WHAT NEEDS TO BE DONE:
Copy every one of the records below line for line, with no changes, and leave the pictures out of your answer.

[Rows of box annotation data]
--

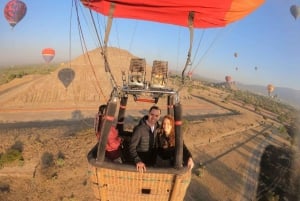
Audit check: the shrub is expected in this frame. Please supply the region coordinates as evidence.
[0,183,10,193]
[0,149,24,167]
[10,141,23,152]
[42,152,54,168]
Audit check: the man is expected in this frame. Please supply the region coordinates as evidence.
[129,106,161,172]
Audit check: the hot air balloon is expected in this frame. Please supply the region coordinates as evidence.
[57,68,75,88]
[81,0,264,201]
[188,71,193,80]
[4,0,27,28]
[290,5,300,20]
[42,48,55,63]
[267,84,275,96]
[225,75,232,83]
[81,0,264,28]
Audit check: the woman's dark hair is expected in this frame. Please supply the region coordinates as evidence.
[161,115,175,147]
[149,105,161,113]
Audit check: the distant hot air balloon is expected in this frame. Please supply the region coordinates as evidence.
[57,68,75,88]
[267,84,275,96]
[42,48,55,63]
[4,0,27,27]
[290,5,300,20]
[225,75,232,83]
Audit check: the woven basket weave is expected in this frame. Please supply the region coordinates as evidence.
[90,164,191,201]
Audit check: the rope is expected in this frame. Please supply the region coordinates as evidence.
[74,0,107,102]
[181,12,195,84]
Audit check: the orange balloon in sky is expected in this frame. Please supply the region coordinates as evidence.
[42,48,55,63]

--

FINAL RESULT:
Audit check: the shrub is expected in this frame. Please supply the region coordinates as evidence.
[0,183,10,193]
[0,149,24,167]
[10,141,23,152]
[42,152,54,168]
Audit check: the man is expected in this frame. Please supply the region coordinates as evidence.
[129,106,161,172]
Audit check: the hot air balloon is expected in this frame. Please supply the region coordinates as evidence.
[57,68,75,88]
[81,0,264,201]
[188,71,193,80]
[4,0,27,28]
[290,5,300,20]
[42,48,55,63]
[267,84,275,96]
[225,75,232,83]
[81,0,264,28]
Audit check: the woman's dark hair is expected in this frame. Please supply the region coordinates as evidence.
[161,115,175,147]
[149,105,161,113]
Audit check: the distant hot air balloon is expected in this frame. Please supply the region coordinates as evidence.
[57,68,75,88]
[267,84,275,96]
[42,48,55,63]
[4,0,27,27]
[290,5,300,20]
[225,75,232,83]
Audit check: the woven basket weave is expected in this frame. Please supply the region coordinates as evidence.
[90,164,191,201]
Audit check: the rope is expected in this frame. Please supply the region coordinates as evidence.
[74,0,107,102]
[181,12,195,84]
Audit check: the orange balloon in sky is expected in this frame. Please supply the region coordinates as evidence.
[42,48,55,63]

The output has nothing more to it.